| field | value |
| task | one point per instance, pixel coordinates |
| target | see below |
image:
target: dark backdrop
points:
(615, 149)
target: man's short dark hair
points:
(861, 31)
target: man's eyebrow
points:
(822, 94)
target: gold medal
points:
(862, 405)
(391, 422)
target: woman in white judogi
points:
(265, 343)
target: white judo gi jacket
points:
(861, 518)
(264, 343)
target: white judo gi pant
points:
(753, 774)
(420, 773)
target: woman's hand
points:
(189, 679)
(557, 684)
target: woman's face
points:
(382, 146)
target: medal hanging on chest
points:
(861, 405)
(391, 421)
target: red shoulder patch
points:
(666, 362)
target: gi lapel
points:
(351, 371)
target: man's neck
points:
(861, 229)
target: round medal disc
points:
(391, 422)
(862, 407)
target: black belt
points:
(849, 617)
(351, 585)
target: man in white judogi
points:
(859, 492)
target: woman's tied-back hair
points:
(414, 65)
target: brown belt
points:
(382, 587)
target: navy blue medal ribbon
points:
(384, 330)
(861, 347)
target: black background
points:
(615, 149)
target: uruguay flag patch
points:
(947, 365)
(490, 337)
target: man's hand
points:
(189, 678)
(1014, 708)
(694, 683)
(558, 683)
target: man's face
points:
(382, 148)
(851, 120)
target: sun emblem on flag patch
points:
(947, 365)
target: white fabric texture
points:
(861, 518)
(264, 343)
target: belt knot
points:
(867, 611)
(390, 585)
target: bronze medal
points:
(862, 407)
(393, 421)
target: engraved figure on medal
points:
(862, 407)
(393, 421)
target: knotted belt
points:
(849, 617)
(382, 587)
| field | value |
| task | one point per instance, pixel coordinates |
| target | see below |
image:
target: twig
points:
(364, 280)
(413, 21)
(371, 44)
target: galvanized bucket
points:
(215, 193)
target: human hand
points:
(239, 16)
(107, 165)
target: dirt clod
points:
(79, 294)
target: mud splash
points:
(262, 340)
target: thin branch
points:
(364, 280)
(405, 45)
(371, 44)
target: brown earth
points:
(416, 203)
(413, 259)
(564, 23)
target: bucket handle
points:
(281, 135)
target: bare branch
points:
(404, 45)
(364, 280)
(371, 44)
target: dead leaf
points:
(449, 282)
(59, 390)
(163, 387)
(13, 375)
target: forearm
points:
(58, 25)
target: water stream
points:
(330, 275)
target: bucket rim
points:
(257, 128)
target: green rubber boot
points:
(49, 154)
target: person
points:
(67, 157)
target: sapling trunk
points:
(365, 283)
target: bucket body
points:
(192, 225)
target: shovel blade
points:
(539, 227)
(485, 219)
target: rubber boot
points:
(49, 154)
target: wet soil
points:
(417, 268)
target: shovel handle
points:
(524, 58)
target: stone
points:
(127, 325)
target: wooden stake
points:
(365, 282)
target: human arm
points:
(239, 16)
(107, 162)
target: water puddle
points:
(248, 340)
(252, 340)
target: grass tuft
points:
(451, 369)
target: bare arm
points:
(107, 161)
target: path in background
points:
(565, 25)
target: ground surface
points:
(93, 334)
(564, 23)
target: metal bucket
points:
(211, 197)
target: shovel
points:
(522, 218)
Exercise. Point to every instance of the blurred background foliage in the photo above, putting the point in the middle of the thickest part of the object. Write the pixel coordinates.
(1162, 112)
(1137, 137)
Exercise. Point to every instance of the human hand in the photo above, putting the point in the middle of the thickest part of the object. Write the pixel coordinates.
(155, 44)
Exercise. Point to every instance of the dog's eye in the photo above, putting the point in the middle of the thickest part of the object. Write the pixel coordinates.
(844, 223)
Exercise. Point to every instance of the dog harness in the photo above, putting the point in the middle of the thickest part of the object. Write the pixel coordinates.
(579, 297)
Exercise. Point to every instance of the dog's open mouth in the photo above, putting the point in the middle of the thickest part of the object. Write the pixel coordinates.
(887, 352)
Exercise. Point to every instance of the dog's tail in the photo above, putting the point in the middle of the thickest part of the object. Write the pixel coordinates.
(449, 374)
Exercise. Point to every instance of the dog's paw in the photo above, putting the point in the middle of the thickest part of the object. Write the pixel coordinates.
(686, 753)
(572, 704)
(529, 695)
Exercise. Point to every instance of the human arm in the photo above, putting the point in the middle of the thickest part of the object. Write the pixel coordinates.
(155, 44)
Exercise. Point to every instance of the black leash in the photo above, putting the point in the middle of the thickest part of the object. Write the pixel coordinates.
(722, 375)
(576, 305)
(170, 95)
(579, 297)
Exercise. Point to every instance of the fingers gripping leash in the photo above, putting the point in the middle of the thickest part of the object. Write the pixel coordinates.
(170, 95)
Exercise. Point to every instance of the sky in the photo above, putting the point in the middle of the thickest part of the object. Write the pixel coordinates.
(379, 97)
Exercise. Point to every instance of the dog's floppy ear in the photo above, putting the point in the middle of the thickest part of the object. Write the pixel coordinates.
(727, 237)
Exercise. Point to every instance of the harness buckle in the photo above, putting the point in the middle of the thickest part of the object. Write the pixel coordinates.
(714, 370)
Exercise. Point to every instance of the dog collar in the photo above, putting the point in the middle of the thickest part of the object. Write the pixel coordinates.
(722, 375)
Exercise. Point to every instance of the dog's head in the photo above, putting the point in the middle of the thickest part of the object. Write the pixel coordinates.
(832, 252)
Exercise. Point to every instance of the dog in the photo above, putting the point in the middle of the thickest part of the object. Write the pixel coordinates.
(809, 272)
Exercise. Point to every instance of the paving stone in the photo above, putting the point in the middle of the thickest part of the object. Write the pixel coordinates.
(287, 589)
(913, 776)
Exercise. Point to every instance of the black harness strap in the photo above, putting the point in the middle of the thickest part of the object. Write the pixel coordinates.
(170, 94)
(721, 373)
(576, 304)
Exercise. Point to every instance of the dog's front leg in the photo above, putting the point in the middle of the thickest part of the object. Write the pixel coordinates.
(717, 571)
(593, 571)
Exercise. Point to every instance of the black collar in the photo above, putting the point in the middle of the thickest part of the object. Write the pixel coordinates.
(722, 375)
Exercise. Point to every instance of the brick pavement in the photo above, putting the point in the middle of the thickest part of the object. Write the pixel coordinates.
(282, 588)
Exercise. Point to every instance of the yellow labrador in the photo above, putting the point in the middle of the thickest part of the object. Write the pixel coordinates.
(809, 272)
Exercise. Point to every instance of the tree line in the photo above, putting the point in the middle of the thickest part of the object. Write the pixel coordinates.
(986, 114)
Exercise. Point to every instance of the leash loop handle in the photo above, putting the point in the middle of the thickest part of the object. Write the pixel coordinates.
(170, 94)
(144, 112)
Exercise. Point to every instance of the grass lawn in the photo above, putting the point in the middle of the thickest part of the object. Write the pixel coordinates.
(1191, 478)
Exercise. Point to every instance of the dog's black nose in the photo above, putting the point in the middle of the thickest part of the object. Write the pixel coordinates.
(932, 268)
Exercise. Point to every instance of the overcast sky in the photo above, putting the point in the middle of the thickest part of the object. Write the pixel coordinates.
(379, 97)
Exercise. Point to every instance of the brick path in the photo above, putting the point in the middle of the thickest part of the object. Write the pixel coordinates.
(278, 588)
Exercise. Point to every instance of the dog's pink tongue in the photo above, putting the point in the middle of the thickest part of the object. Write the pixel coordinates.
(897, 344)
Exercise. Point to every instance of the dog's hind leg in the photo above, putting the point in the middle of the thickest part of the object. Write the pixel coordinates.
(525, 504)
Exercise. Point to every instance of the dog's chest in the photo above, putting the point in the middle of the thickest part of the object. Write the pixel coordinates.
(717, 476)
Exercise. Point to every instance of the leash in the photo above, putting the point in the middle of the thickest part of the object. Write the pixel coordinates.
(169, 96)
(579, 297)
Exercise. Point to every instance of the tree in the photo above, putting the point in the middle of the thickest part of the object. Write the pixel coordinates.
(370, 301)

□ □ □ □ □

Work to complete
All records are to be restated exactly, from the first line to the last line.

Task result
| field | value |
| task | one point per instance, pixel coordinates |
| target | see below |
image:
target: dark backdrop
points:
(615, 149)
target: man's short dark hair
points:
(861, 31)
target: man's eyebrow
points:
(822, 94)
target: gold medal
points:
(862, 405)
(391, 422)
target: woman in white judogi
points:
(265, 343)
target: white judo gi jacket
points:
(861, 518)
(264, 343)
target: white judo gi pant
points:
(753, 774)
(420, 773)
target: woman's hand
points:
(189, 679)
(557, 684)
target: woman's face
points:
(382, 146)
target: medal hanging on chest
points:
(861, 405)
(391, 421)
target: red shoulder patch
points:
(666, 362)
target: gi lapel
points:
(351, 371)
target: man's neck
points:
(861, 229)
target: round medal disc
points:
(391, 422)
(862, 407)
target: black belt
points:
(849, 617)
(351, 585)
target: man in white judogi
points:
(859, 492)
target: woman's tied-back hair
points:
(414, 65)
target: brown belt
points:
(382, 587)
target: navy blue medal ribbon
points:
(384, 330)
(861, 347)
target: black background
points:
(615, 149)
target: uruguay flag patch
points:
(947, 365)
(490, 337)
target: man's hand
points:
(189, 678)
(1014, 708)
(694, 683)
(558, 683)
target: man's face
points:
(382, 148)
(851, 120)
target: sun emblem on flag patch
points:
(947, 365)
target: white fabric texture
points:
(861, 518)
(264, 343)
target: belt knot
points:
(867, 611)
(390, 585)
target: bronze medal
points:
(862, 407)
(393, 421)
target: engraved figure on medal
points:
(862, 407)
(393, 421)
target: knotted belt
points:
(849, 617)
(382, 587)
| field | value |
| task | one point per instance, pixel coordinates |
| target | see below |
image:
target: twig
points:
(364, 280)
(413, 21)
(371, 44)
target: galvanized bucket
points:
(215, 193)
target: human hand
points:
(239, 16)
(107, 165)
target: dirt clod
points:
(79, 294)
target: mud splash
points:
(262, 340)
target: thin branch
points:
(364, 280)
(405, 45)
(371, 44)
target: brown earth
points:
(416, 203)
(413, 259)
(564, 23)
target: bucket handle
points:
(281, 135)
target: bare branch
points:
(404, 45)
(364, 280)
(371, 44)
target: dead leaf
points:
(449, 282)
(59, 390)
(163, 387)
(13, 375)
target: forearm
points:
(58, 25)
target: water stream
points:
(330, 275)
target: bucket rim
points:
(257, 128)
target: green rubber boot
points:
(49, 154)
target: person
points:
(67, 157)
target: sapling trunk
points:
(365, 283)
target: bucket body
points:
(192, 225)
target: shovel blade
points:
(539, 227)
(485, 219)
target: rubber boot
points:
(49, 154)
target: wet soil
points:
(417, 268)
target: shovel handle
points:
(524, 58)
target: stone
points:
(127, 325)
target: wooden stake
points:
(365, 282)
target: human arm
points:
(239, 16)
(107, 162)
target: water puddle
points:
(248, 340)
(252, 340)
target: grass tuft
points:
(451, 369)
target: bare arm
points:
(107, 161)
target: path in background
points:
(565, 25)
target: ground surface
points:
(93, 334)
(564, 23)
target: metal bucket
points:
(211, 197)
target: shovel
points:
(522, 218)
Exercise. Point to every instance of the blurred background foliage in the photo above, putting the point in the middle of the thickest part of the object. Write the pixel coordinates.
(1162, 112)
(1137, 137)
Exercise. Point to every instance of the human hand in the photo above, putting the point in the middle of the thickest part of the object. Write the pixel coordinates.
(155, 44)
Exercise. Point to every instance of the dog's eye in the photo above, putting the point in the middle of the thickest part of the object. Write the pixel coordinates.
(844, 223)
Exercise. Point to every instance of the dog harness in the photo above, putting the point in the middle of the thickest part of the object. Write the pixel coordinates.
(579, 297)
Exercise. Point to every instance of the dog's open mouth in the photo above, putting the point in the middle of the thickest part of the object. Write the pixel coordinates.
(887, 352)
Exercise. Point to every instance of the dog's tail in the photo above, putting the point in the middle of the thickest part of the object. Write the pixel coordinates.
(449, 374)
Exercise. Point to every instance of the dog's paw in the photo above, putting the point in the middle of the thickest part of the object. Write the pixel coordinates.
(686, 753)
(572, 704)
(529, 695)
Exercise. Point to every instance of the human arm in the photo above, putting the point in the middle of the thickest part of the object. Write the pixel coordinates.
(155, 44)
Exercise. Point to every instance of the black leash in the photo above, putting the point in the middle of the thickest part of the object. Write the pixel coordinates.
(722, 375)
(576, 305)
(170, 95)
(579, 297)
Exercise. Point to every instance of the fingers gripping leash in the photo above, putting the point in the middle of the thickest part of the object. Write the pixel coordinates.
(170, 95)
Exercise. Point to every instance of the sky in the photo above, putting the point in the middle of the thickest part of the object. Write the pixel coordinates.
(379, 97)
Exercise. Point to every instance of the dog's floppy ear in the photo above, putting the point in the middle of the thickest part of the object. Write the pixel coordinates.
(727, 237)
Exercise. Point to every instance of the harness buckle in the photo above, putting the point in the middle of the thickest part of the object. Write the pixel coordinates.
(714, 370)
Exercise. Point to every instance of the dog collar in the photo above, putting the point in the middle of the thickest part of the object. Write the pixel coordinates.
(722, 375)
Exercise. Point to every instance of the dog's head in the photo above, putting the point in the middle of the thickest part of the object. Write the pixel coordinates.
(832, 252)
Exercise. Point to every instance of the dog in the photo above, putting the point in the middle of the thickest part of the object. Write the pixel coordinates.
(809, 272)
Exercise. Point to every instance of the paving stone in the photo above, putting the point in the middle of the thickest part of the object. Write the pixel coordinates.
(287, 589)
(913, 776)
Exercise. Point to every instance of the black harness strap in the photo above, putting the point in the middle of the thickest part of the object. Write the pixel coordinates.
(170, 94)
(721, 373)
(576, 304)
Exercise. Point to every instance of the dog's front leg in the photo above, putting the point in the middle of the thickest part of the object. Write the pixel coordinates.
(717, 571)
(593, 571)
Exercise. Point to every instance of the black collar in the photo above, putting the point in the middle of the thickest part of the object. Write the pixel coordinates.
(722, 375)
Exercise. Point to every instance of the brick pavement in the photo above, putting the point in the middle of the thickest part of the object. Write the pixel coordinates.
(282, 588)
Exercise. Point to every instance of the yellow labrador in the photo above, putting the point in the middle of the thickest part of the object. Write the pixel coordinates.
(809, 272)
Exercise. Point to every instance of the tree line in the photo above, putting the point in the middle of the thickest part of the object. Write the pixel coordinates.
(986, 114)
Exercise. Point to every instance of the leash loop handle in the photo above, putting the point in the middle of the thickest part of the object. Write the pixel coordinates.
(170, 94)
(144, 112)
Exercise. Point to every instance of the grass lawn in the photo above, putting the point in the middle of the thickest part of the object. Write the pixel coordinates.
(1191, 478)
Exercise. Point to every instance of the dog's black nose in the photo above, putting the point in the middle of the thickest part of the object. Write the pixel coordinates.
(932, 268)
Exercise. Point to every instance of the overcast sky in the photo above, putting the point in the middle of the thickest part of the object. Write the pixel coordinates.
(379, 97)
Exercise. Point to every instance of the brick path in the photo above, putting the point in the middle of the thickest part of the object. Write the pixel coordinates.
(278, 588)
Exercise. Point to every instance of the dog's pink tongue in the photo above, putting the point in the middle of the thickest part of the object. Write the pixel coordinates.
(897, 344)
Exercise. Point to every instance of the dog's hind leg in the photo above, putting the point in the middle of the thickest part of the object. Write the pixel coordinates.
(525, 504)
Exercise. Point to every instance of the dog's chest in the photo above, putting the point in the middle of the thickest part of the object. Write the pixel coordinates.
(717, 476)
Exercise. Point to every instance of the leash in the photo above, putting the point in the middle of the thickest part of the object. Write the pixel coordinates.
(169, 96)
(579, 297)
Exercise. Point to every instance of the tree in the photo above, putting the point in the middle of the thickest part of the object. Write the pixel coordinates.
(370, 301)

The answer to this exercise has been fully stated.